[Текст для чтения]
Художник-единоличник

Умер Олег Целков

В Париже, не дожив четырех дней до своего 87-летия, умер русский живописец Олег Целков, с 1977 года живший во Франции, но так и не принявший французского гражданства. Разрабатывая в течение 60 лет один и тот же мотив чудовищной маски, он возвел свое оригинальное однообразие в ранг художественной стратегии, обеспечившей ему одну из самых успешных карьер в искусстве русского зарубежья.

Олег Целков

Олег Целков

Фото: Александр Петросян, Коммерсантъ  /  купить фото

Олег Целков

Фото: Александр Петросян, Коммерсантъ  /  купить фото

Целков останется в истории и как художник, и как литературный персонаж. Случай уникальный: один судьбоносный вечер его жизни описан в радикально противоположных жанрах — как патетическая драма и фарс — двумя знаменитыми современниками.

Сухая канва такова: в 1964-м Евгений Евтушенко привел в мастерскую Целкова великого американского драматурга Артура Миллера, который купил «Групповой портрет с арбузом», выведя таким образом художника на мировую арену.

По версии Евтушенко, он сначала показал Миллеру верстку своей поэмы, исчерканную красным цензорским карандашом, а потом — «Портрет»: «самодовольные уроды кромсали ножами живое тело разрезанного арбуза». Миллер правильно понял арбуз как метафору страдающей под гнетом номенклатурных хамов интеллигенции и чуть ли не прослезился.

Скептик Сергей Довлатов, не любивший ни советскую, ни антисоветскую номенклатуру, изложил в «Соло на ундервуде» ту же историю в поэтике фарцовки. Раззява Целков уступил картину за 300 рублей, не поняв лихорадочной жестикуляции Евтушенко, сигнализировавшего из-за спины Миллера: «Долларов! Долларов!». Выслушав же — после ухода Миллера — все, что о нем думает поэт, художник установил твердую таксу на свою живопись: «доллар за квадратный сантиметр».

И Евтушенко, и Довлатов не грешили против истины: наложение их рассказов дает представление об амбивалентности нонконформистского быта и творчества, которые Целков символизировал как никто другой.

Как бы там ни было, «Портрет» до самой смерти Миллера украшал его дом. А в июне 2018-го был продан на Christie’s за $187,5 тыс. И это был отнюдь не коммерческий рекорд Целкова. В ноябре 2008-го ранняя работа (1957) «Мальчик с воздушными шарами» ушла за $238,4 тыс. Парадокс в том, что все картины, созданные до 1960-го — и не факт, что это были не самые интересные его работы,— Целков дезавуировал.

Нонконформисты, как правило, возводили свое творчество — чего мелочиться — к титанам прошлого. Целков не исключение: говорил о себе как о преемнике Рублева, Иванова, Сурикова, Репина, Филонова и Малевича сразу. Но у него был реальный и действительно отменный учитель, предопределивший и его живописную манеру, и взгляд на мир. Уже поучившийся в белорусском Театрально-художественном институте и исключенный из ленинградской Академии художеств, Целков завершил образование в Ленинградском государственном институте театра, музыки и кинематографии, где и его, и целую плеяду сильных абстракционистов (Юрий Дышленко, Виталий Кубасов, Михаил Кулаков) выпестовал великий Николай Акимов.

[Предоставленные записи]
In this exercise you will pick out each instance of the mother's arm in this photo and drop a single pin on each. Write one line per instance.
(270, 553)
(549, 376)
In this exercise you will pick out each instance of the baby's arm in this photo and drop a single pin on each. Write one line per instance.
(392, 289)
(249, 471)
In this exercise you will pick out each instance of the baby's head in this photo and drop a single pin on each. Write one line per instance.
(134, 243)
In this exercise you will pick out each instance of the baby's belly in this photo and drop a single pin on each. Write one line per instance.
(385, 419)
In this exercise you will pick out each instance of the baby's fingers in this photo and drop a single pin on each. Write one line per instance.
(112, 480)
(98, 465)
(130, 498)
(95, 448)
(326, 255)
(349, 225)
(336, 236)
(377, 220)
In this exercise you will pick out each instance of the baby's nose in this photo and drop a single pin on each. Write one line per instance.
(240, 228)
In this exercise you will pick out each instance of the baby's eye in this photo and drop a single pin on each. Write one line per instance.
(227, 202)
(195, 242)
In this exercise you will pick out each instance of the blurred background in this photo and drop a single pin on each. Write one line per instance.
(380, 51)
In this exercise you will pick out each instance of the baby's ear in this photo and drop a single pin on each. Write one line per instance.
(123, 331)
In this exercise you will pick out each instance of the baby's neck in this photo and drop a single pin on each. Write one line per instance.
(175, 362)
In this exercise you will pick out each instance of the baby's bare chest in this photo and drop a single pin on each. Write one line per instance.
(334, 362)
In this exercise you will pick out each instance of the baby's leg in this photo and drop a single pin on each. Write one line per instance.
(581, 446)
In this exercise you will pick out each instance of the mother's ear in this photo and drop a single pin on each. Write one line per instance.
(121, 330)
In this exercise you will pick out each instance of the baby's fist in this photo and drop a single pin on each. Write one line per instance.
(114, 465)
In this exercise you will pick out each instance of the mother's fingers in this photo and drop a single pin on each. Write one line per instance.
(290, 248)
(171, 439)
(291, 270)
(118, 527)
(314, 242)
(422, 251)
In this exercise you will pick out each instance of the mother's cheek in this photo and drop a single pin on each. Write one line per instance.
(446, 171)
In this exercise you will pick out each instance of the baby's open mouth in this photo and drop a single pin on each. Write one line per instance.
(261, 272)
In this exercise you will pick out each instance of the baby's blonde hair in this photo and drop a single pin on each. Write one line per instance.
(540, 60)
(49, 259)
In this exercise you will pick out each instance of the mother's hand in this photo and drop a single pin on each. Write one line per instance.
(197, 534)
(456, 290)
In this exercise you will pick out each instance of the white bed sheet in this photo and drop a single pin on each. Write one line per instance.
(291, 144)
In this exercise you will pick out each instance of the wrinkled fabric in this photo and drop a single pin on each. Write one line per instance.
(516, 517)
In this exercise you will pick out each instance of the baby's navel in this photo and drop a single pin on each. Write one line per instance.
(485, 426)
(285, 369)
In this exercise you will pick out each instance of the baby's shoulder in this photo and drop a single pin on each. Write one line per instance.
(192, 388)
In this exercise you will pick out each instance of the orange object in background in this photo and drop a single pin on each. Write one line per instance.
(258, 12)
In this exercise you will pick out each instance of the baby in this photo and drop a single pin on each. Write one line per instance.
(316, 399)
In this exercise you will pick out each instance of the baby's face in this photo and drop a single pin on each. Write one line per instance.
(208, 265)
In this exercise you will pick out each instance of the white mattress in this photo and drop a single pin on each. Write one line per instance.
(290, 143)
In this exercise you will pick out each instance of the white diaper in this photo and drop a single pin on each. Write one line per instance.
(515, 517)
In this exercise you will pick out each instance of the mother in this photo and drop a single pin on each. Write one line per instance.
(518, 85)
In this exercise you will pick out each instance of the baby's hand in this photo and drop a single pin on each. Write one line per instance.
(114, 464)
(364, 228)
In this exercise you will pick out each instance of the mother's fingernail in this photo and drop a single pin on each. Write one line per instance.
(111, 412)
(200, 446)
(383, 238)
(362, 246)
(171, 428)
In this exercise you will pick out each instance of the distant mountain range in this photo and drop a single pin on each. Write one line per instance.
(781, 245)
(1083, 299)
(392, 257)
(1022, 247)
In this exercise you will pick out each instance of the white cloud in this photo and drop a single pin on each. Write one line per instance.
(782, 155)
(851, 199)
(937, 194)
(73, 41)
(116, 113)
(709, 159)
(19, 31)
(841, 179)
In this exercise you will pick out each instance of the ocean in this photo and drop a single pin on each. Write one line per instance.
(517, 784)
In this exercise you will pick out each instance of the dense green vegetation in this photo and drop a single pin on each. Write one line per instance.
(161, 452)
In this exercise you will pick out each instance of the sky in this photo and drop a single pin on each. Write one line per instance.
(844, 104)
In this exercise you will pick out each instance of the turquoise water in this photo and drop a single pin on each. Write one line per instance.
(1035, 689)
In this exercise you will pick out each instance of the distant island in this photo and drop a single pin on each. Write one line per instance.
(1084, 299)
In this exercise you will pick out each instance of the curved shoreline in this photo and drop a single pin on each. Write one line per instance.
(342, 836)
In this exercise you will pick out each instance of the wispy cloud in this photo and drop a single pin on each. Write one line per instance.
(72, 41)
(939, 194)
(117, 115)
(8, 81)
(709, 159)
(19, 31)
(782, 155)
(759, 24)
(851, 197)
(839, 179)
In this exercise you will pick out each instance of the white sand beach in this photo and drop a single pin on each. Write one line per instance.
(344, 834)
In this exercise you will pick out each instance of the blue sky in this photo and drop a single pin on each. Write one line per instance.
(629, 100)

[Задания]
- 1) Ответьте на вопросы по тексту об Олеге Целкове, пометив ответы теми же буквами:
(а) С какого года Целков жил во Франции?
(б) Какую картину Целкова купил Артур Миллер?
(в) Кто выпестовал Целкова в Ленинградском государственном институте театра, музыки и кинематографии?
- 2) Изложите суть текста об Олеге Целкове в двух предложениях.
- 3) Допишите текст об Олеге Целкове, начав сразу после его последнего предложения.
Записи для выполнения заданий не понадобятся.

[Ответы к заданиям]
- 1)
(а) С 1977 года.
(б) «Групповой портрет с арбузом».
(в) Николай Акимов.

- 2) Русский живописец Олег Целков, с 1977 года живший во Франции, умер в Париже, не дожив четырех дней до своего 87-летия. Шестьдесят лет он разрабатывал мотив чудовищной маски, и это обеспечило ему одну из самых успешных карьер в искусстве русского зарубежья, а на мировую арену его вывела покупка «Группового портрета с арбузом» Артуром Миллером в 1964 году.

- 3)
Акимов был самым близким к немецкой «Новой вещности» 1920-х советским художником: жестким, чуждым всякой идеализации натуры, если не сказать брезгливым к натуре. Этому как раз и научился у него Целков, в 1960-м переживший — по легенде — в городе Пушкине откровение. Ему явилось некое не лицо и даже не личина, и даже не маска, а нечто, с трудом поддающееся описанию. С тех пор на его холстах множились, оплывали, как свечи, плющились, как под чудовищным атмосферным давлением, лыбились, мутировали, кошмарные подобия лиц. Имя им — легион.

Их кошмарность усиливала анилиновая гамма: душе- и глазораздирающие зеленые, малиновые, лиловые тона.

Монстры Целкова, подобно маньякам из итальянских фильмов ужасов, питали особое пристрастие к колюще-режущим инструментам: ножницам, вилам, топорам, лопатам.

Вколачивали в себя гвозди и кромсали мясницкими ножами арбузы. Даже инструменты скульптора казались в их лапах орудиями пыток. Замкнутая, шизофреническая вселенная.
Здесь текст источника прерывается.